------ Excerpt
What algorithms compute directions from point A to point B on a map?

How do map providers (such as Google or Yahoo! Maps) suggest directions?

I mean, they probably have real-world data in some form, certainly including distances but also perhaps things like driving speeds, presence of sidewalks, train schedules, etc. But suppose the data were in a simpler format, say a very large directed graph with edge weights reflecting distances. I want to be able to quickly compute directions from one arbitrary point to another. Sometimes these points will be close together (within one city) while sometimes they will be far apart (cross-country).

Graph algorithms like Dijkstra's algorithm will not work because the graph is enormous. Luckily, heuristic algorithms like A* will probably work. However, our data is very structured, and perhaps some kind of tiered approach might work? (For example, store precomputed directions between certain "key" points far apart, as well as some local directions. Then directions for two far-away points will involve local directions to a key points, global directions to another key point, and then local directions again.)

What algorithms are actually used in practice?

PS. This question was motivated by finding quirks in online mapping directions. Contrary to the triangle inequality, sometimes Google Maps thinks that X-Z takes longer and is farther than using an intermediate point as in X-Y-Z. But maybe their walking directions optimize for another parameter, too?

PPS. Here's another violation of the triangle inequality that suggests (to me) that they use some kind of tiered approach: X-Z versus X-Y-Z. The former seems to use prominent Boulevard de Sebastopol even though it's slightly out of the way.

Edit: Neither of these examples seem to work anymore, but both did at the time of the original post.

BTW, The A* algorithm "is a generalization of Dijkstra's algorithm that cuts down on the size of the subgraph that must be explored, if additional information is available that provides a lower-bound on the "distance" to the target"
Re A*: yes, indeed. Luckily, in our case, this "additional information" is available for example by using the straight-line distance. When I say "Dijkstra" above, I mean vanilla Dijkstra.
Walking directions? Dunno about anywhere else, but around here (Hampshire, UK), big G has no pedestrian data - it routes me along the roads around pedestrian precincts etc. The only thing it's good for is changing the estimate of time taken for the route :)
I don't particularly care if the directions are for driving or walking. I just want to know how they work! The reason I have walking links there are because I was computing a way to walk around Paris and see all 66 Wallace fountains. (The endpoints of those maps should be Wallace fountains.)
The bounty on this question is to encourage more and better answers, particularly from people who work at one of the major providers. Comments about data structures, algorithms, how much is precomputed, etc., are all appreciated.

M
Michal Sznajder

Speaking as someone who spent 18 months working at a mapping company, which included working on the routing algorithm... yes, Dijkstra's does work, with a couple of modifications:

Instead of doing Dijkstra's once from source to dest, you start at each end, and expand both sides until they meet in the middle. This eliminates roughly half the work (2*pi*(r/2)^2 vs pi*r^2).
------------
------ Collected data
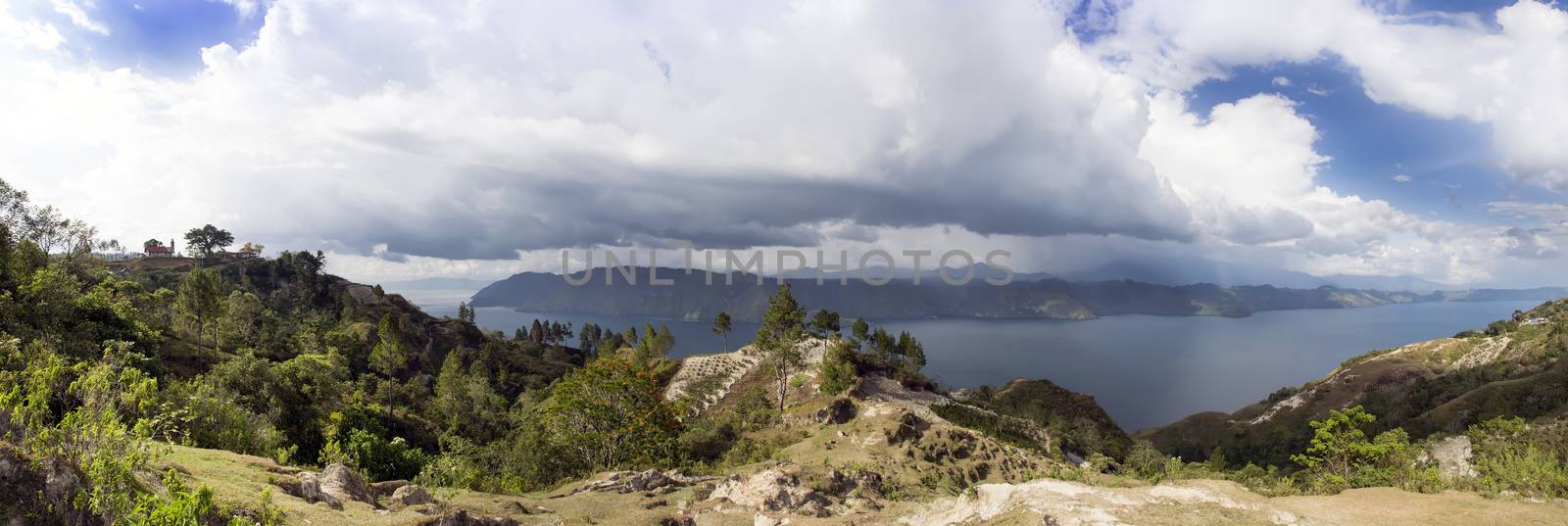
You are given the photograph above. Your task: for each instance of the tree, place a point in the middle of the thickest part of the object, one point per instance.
------------
_Work required_: Please output the part of the map routing thread starting with "How do map providers" and going on through "far apart (cross-country).". The listing stands apart from the map routing thread.

_Solution for this exercise_:
How do map providers (such as Google or Yahoo! Maps) suggest directions?

I mean, they probably have real-world data in some form, certainly including distances but also perhaps things like driving speeds, presence of sidewalks, train schedules, etc. But suppose the data were in a simpler format, say a very large directed graph with edge weights reflecting distances. I want to be able to quickly compute directions from one arbitrary point to another. Sometimes these points will be close together (within one city) while sometimes they will be far apart (cross-country).